START Material provided

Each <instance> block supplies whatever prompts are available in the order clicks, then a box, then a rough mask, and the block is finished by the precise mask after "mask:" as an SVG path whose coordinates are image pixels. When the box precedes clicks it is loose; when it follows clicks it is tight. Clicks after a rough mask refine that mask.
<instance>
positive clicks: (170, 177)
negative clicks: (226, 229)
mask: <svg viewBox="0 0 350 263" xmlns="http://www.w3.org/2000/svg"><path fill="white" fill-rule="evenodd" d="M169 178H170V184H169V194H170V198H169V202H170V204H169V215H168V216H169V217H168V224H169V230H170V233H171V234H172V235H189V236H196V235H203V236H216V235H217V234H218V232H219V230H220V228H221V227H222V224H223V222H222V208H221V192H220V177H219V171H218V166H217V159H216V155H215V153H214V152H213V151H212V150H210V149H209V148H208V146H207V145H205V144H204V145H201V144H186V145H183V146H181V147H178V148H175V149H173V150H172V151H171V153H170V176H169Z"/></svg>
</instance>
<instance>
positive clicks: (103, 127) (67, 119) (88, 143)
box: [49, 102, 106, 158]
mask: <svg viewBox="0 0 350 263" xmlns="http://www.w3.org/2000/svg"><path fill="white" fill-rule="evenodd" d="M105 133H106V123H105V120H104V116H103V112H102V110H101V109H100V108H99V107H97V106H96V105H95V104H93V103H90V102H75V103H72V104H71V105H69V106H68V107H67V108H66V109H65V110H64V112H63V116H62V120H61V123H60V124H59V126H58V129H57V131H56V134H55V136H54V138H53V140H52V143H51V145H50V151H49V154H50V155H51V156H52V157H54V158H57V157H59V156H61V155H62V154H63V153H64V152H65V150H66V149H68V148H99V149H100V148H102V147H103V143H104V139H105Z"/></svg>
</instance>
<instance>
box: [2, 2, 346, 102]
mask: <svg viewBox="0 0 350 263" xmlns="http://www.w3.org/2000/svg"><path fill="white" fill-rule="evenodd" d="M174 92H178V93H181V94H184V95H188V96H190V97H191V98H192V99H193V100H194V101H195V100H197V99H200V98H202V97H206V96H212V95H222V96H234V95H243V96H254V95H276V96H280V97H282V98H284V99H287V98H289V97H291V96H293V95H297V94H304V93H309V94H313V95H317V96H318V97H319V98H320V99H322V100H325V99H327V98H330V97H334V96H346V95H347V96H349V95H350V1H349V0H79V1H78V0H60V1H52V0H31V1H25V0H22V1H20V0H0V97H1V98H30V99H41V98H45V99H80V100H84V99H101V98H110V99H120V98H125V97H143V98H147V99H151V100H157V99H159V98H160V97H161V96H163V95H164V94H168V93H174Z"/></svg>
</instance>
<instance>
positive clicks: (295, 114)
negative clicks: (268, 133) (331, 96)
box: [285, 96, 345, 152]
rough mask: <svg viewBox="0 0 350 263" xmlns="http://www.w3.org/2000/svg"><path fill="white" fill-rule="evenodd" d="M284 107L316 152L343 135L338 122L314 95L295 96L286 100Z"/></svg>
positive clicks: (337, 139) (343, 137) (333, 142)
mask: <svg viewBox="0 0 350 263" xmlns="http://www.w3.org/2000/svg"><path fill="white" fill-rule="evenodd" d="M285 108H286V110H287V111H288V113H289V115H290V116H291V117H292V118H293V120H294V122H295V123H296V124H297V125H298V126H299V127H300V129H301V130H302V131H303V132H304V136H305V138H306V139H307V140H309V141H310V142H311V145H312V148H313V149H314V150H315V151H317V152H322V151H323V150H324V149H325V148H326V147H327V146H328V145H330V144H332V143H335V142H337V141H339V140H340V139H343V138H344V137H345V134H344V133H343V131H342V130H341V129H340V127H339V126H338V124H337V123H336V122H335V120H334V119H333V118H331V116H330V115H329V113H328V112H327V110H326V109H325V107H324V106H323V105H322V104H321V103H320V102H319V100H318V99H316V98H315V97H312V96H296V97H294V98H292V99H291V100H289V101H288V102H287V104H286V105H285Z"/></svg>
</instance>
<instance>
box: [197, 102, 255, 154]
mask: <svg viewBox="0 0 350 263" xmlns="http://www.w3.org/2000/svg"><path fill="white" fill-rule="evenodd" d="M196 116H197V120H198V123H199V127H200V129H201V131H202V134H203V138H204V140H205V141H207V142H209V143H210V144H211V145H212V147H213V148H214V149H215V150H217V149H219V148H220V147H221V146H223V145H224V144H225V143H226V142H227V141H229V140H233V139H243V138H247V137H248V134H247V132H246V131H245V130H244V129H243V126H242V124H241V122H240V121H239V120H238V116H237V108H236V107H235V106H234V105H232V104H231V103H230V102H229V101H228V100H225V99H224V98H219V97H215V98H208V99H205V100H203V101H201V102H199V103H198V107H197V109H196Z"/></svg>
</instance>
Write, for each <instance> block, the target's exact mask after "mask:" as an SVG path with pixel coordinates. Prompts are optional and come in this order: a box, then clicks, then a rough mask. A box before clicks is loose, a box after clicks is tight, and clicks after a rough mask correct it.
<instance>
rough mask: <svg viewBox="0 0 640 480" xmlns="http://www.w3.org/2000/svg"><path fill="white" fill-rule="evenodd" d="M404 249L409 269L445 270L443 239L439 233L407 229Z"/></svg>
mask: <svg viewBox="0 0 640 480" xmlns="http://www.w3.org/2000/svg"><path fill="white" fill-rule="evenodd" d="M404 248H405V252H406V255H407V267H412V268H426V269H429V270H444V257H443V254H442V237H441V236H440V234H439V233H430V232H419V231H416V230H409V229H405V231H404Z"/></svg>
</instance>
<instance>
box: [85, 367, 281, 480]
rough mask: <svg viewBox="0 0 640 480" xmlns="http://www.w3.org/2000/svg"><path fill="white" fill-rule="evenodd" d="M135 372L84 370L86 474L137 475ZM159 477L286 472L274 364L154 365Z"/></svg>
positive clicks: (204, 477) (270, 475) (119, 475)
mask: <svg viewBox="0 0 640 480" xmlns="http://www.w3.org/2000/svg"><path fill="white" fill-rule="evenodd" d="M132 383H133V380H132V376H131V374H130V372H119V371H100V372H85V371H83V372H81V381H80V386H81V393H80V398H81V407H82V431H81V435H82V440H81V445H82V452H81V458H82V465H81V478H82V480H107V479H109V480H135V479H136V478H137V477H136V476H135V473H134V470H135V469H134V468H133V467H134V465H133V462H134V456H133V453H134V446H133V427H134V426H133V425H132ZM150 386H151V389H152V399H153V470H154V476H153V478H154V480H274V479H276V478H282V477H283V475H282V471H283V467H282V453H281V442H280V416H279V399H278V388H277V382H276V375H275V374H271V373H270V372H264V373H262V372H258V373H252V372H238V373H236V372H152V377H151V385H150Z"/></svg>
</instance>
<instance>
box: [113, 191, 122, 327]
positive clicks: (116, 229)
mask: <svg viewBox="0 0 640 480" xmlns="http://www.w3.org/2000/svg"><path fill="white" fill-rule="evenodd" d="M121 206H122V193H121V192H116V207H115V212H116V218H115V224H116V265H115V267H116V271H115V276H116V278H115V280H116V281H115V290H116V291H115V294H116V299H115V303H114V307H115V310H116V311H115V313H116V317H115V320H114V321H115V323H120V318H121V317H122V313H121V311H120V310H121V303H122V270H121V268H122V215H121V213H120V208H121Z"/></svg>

END Material provided

Task instructions -> Count the lines in the entries above that contain the string "block", treating case as significant, and reply with the number alone.

Answer area -> 2